Challenge 1:
Answer these questions from the investing post:
(a) Which company has the first writer had an eye on?
(b) In what year does the first writer keep reading that this company will "go off"?
(c) What does the reply call the secret to getting wealthy in the stock market?
Challenge 2: Reproduce the investing post between "The one I've" and "bit I have.", inclusive, and switch every "AMD" to "Nvidia".

Passage to read:
The one I've really had my eye on is AMD. I'd love to put a fair amount into that since I've seen what they've been coming out with and it's just incredible how far that company has come.
How do you decide where to diversify without over thinking it? I understand that you can only think so much, you can only read so much before you realize you cannot tell the future.

I keep reading that AMD is going to go off in 2020... But I am not a risk taker, I am somewhere between way too safe and completely manic in my decisions. I want to generate wealth but I also do not want to squander what ever bit I have.
Firstly, if you are not sure about AMD, then don't invest in it just because you keep reading about it. Whether it does or doesn't, it's ultimately your decision to make. You're literally throwing money away if you just invest in it because you're stuck on the idea of investing in the company without really knowing the value. Everyone can say it's "going to go off in 2020" but that doesn't mean it's a good investment. The secret to getting wealthy in the stock market is by buying companies that are priced well below their intrinsic value.

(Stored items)
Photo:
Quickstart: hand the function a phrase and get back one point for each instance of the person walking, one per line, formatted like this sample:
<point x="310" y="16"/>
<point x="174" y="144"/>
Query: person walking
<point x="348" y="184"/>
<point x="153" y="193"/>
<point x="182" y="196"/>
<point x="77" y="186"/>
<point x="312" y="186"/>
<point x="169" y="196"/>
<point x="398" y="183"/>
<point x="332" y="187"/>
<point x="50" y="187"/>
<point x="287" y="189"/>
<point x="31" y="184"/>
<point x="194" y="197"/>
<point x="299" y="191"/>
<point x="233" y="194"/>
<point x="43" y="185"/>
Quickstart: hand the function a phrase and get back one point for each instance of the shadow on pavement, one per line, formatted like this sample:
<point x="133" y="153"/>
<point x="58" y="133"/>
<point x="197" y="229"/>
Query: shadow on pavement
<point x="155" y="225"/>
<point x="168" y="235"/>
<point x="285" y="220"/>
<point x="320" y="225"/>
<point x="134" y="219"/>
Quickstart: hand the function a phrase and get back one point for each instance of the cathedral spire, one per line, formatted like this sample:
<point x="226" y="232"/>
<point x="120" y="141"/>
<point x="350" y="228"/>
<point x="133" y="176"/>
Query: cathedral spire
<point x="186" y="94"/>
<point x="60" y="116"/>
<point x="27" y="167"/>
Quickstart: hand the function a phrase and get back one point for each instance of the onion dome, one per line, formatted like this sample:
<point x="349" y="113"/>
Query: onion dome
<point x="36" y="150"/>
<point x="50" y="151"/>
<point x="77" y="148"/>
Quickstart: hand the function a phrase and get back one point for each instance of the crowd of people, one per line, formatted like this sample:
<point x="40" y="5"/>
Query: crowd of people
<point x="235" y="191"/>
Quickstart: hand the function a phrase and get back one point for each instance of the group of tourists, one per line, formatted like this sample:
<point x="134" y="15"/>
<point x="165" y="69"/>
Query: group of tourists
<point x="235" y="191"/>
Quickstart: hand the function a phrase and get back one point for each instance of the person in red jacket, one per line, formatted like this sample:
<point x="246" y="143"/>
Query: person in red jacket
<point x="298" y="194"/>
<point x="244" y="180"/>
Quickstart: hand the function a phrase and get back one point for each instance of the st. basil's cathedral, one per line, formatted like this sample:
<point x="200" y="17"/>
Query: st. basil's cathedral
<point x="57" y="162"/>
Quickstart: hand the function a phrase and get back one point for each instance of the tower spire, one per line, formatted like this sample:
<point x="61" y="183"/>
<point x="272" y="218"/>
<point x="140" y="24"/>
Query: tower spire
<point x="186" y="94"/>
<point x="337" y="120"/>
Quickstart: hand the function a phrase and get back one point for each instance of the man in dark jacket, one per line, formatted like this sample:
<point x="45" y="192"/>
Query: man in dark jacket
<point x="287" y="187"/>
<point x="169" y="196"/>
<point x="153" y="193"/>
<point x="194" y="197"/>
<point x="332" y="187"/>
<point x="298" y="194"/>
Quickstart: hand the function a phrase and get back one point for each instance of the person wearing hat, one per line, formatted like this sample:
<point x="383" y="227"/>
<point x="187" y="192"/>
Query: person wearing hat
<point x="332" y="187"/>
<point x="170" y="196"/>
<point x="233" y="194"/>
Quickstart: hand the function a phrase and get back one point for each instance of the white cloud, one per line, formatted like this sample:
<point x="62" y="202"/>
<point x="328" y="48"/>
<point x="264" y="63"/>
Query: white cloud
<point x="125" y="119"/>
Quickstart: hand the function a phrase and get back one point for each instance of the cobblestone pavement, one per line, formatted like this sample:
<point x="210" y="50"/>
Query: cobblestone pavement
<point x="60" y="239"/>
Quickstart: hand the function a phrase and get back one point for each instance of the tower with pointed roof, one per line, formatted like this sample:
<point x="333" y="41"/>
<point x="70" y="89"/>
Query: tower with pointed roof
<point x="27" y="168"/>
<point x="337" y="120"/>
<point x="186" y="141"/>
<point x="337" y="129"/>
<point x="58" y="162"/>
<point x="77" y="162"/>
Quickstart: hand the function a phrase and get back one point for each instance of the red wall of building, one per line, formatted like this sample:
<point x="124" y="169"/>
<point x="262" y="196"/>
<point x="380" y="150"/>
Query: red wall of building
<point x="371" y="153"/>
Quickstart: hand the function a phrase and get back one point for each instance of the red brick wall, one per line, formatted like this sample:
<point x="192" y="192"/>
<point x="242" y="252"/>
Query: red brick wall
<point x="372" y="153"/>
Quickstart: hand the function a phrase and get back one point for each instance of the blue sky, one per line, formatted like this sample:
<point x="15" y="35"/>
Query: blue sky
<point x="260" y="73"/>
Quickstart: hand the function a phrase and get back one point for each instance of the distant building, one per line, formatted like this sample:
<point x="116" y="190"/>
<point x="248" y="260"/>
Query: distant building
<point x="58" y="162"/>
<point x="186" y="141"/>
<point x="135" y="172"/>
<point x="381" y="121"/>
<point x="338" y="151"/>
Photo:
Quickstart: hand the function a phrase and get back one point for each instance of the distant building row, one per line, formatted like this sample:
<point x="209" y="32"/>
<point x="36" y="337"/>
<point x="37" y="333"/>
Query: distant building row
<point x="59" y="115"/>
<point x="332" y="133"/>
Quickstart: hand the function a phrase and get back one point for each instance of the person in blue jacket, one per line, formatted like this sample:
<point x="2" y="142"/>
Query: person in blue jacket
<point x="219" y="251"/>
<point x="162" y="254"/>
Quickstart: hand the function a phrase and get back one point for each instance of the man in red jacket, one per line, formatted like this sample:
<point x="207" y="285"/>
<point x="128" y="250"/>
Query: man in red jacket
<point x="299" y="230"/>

Reply 1:
(a) AMD
(b) 2020
(c) Buying companies that are priced well below their intrinsic value.

Reply 2:
The one I've really had my eye on is Nvidia. I'd love to put a fair amount into that since I've seen what they've been coming out with and it's just incredible how far that company has come.
How do you decide where to diversify without over thinking it? I understand that you can only think so much, you can only read so much before you realize you cannot tell the future.

I keep reading that Nvidia is going to go off in 2020... But I am not a risk taker, I am somewhere between way too safe and completely manic in my decisions. I want to generate wealth but I also do not want to squander what ever bit I have.